Texto em análise -
↓
Qual o nível de intervenção do CEJ e da CNF, se deve ou não existir certificação de cursos, qual o seu programa curricular, quem deve exercer funções de docência, como se processa o posterior ingresso na formação/estágio profissional – são questões relativamente às quais as posições não são coincidentes, correspondendo, de resto, a uma fase mais avançada do debate, já de organização e execução da “fase de formação comum”.
2.3. O Intercâmbio e a Colaboração na Formação de Magistrados e Advogados
2.3.1. Na Formação Inicial
O consenso volta a ser significativo quanto à necessidade de, a seguir àquela formação de “tronco comum”, existir uma formação inicial profissionalizante específica, mas também ela com pontes de ligação entre as profissões do foro.
↑
Os dados -
↓
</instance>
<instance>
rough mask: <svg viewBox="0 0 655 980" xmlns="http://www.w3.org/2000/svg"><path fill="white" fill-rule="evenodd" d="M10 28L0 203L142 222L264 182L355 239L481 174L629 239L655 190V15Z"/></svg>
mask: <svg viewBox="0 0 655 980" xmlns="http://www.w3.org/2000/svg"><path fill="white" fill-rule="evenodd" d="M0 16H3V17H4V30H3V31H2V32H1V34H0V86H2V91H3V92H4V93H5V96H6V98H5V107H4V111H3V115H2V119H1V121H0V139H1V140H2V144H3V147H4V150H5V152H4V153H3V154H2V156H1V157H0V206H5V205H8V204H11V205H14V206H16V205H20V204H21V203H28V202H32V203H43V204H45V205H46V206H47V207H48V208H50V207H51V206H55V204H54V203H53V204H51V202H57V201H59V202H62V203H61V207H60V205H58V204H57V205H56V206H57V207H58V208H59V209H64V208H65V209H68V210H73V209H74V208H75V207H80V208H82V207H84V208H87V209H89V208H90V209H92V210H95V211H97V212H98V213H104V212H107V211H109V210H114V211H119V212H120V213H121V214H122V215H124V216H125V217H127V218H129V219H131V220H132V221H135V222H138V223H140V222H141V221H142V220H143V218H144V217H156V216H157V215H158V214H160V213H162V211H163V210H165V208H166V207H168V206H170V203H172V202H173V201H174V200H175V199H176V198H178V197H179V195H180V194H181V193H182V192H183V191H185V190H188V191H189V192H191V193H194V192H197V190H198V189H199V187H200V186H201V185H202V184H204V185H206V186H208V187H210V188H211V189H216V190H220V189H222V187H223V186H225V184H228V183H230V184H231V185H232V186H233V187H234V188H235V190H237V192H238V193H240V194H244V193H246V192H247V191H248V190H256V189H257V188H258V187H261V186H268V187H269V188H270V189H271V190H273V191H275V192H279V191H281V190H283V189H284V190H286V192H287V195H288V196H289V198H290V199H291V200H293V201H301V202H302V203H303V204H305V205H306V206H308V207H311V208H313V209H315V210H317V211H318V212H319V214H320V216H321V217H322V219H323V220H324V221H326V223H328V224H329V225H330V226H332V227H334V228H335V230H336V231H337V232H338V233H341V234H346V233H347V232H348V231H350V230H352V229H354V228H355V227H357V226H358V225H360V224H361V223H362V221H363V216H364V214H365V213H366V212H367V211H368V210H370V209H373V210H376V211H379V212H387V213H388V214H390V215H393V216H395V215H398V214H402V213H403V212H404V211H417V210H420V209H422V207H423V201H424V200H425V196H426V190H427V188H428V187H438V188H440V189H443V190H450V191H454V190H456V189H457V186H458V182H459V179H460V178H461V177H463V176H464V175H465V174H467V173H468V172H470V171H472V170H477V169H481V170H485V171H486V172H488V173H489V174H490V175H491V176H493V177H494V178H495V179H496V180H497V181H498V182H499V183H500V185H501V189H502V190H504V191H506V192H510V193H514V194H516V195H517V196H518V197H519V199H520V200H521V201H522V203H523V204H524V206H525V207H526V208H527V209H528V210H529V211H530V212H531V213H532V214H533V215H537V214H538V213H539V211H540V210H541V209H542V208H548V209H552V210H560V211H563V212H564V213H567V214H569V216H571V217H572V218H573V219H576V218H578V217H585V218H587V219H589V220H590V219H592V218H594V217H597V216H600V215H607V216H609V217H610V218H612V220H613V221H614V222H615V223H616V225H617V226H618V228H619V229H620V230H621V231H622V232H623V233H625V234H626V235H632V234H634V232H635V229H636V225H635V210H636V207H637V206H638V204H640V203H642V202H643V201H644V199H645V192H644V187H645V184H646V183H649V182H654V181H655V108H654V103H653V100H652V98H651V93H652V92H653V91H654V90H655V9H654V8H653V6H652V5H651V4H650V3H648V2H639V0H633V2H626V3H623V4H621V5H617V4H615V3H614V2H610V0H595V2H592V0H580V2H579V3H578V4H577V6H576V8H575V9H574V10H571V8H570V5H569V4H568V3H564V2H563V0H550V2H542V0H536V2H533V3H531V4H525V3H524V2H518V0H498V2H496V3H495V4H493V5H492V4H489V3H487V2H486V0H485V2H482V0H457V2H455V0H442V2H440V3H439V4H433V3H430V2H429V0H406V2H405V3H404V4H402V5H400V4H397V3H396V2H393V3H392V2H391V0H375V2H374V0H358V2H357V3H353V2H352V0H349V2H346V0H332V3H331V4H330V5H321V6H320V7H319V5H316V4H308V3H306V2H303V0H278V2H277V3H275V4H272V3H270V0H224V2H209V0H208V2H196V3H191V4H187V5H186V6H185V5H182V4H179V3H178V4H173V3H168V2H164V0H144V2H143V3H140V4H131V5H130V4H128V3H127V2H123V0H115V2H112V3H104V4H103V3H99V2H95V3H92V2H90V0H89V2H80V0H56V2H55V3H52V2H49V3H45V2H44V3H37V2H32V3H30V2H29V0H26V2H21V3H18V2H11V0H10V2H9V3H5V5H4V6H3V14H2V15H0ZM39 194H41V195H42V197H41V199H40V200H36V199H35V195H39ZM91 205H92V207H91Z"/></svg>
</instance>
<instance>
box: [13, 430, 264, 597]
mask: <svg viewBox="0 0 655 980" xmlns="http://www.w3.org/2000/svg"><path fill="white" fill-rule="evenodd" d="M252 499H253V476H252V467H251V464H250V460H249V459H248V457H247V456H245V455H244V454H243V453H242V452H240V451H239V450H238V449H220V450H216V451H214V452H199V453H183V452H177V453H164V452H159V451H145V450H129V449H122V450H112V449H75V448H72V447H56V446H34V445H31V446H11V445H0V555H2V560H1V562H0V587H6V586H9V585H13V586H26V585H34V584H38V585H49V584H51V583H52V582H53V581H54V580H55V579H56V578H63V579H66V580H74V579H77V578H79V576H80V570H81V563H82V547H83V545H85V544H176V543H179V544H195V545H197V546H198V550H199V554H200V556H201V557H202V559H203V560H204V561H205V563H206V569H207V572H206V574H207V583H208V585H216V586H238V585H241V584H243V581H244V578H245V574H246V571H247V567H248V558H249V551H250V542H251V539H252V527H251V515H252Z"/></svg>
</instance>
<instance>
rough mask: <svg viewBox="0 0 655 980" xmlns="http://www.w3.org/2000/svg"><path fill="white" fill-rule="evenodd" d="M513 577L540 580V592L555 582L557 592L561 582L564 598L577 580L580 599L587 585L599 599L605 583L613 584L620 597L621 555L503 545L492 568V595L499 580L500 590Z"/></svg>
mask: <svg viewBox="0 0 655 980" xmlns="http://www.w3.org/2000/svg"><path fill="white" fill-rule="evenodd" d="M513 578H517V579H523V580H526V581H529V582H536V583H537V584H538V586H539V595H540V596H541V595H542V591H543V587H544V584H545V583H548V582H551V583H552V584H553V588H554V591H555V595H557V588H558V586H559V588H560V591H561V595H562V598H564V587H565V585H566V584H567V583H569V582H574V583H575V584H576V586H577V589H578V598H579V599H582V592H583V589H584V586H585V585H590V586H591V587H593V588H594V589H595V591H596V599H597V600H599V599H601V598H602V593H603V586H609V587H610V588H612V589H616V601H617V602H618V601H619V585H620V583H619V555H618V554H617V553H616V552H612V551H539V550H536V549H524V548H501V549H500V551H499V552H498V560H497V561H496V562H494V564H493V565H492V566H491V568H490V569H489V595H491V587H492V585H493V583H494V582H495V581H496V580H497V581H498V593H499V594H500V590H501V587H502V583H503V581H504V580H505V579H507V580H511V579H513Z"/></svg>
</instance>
↑
Tarefas obrigatórias -
- a) Transcreva do texto em análise o trecho que começa em "Qual o nível" e segue até "profissões do foro.".
- b) Reúna todas as linhas da listagem em que aparece a palavra "rough".
O texto em análise e a listagem são materiais independentes um do outro.

Respostas por tarefa -
- a)
Qual o nível de intervenção do CEJ e da CNF, se deve ou não existir certificação de cursos, qual o seu programa curricular, quem deve exercer funções de docência, como se processa o posterior ingresso na formação/estágio profissional – são questões relativamente às quais as posições não são coincidentes, correspondendo, de resto, a uma fase mais avançada do debate, já de organização e execução da “fase de formação comum”.
2.3. O Intercâmbio e a Colaboração na Formação de Magistrados e Advogados
2.3.1. Na Formação Inicial
O consenso volta a ser significativo quanto à necessidade de, a seguir àquela formação de “tronco comum”, existir uma formação inicial profissionalizante específica, mas também ela com pontes de ligação entre as profissões do foro.

- b)
rough mask: <svg viewBox="0 0 655 980" xmlns="http://www.w3.org/2000/svg"><path fill="white" fill-rule="evenodd" d="M10 28L0 203L142 222L264 182L355 239L481 174L629 239L655 190V15Z"/></svg>
rough mask: <svg viewBox="0 0 655 980" xmlns="http://www.w3.org/2000/svg"><path fill="white" fill-rule="evenodd" d="M513 577L540 580V592L555 582L557 592L561 582L564 598L577 580L580 599L587 585L599 599L605 583L613 584L620 597L621 555L503 545L492 568V595L499 580L500 590Z"/></svg>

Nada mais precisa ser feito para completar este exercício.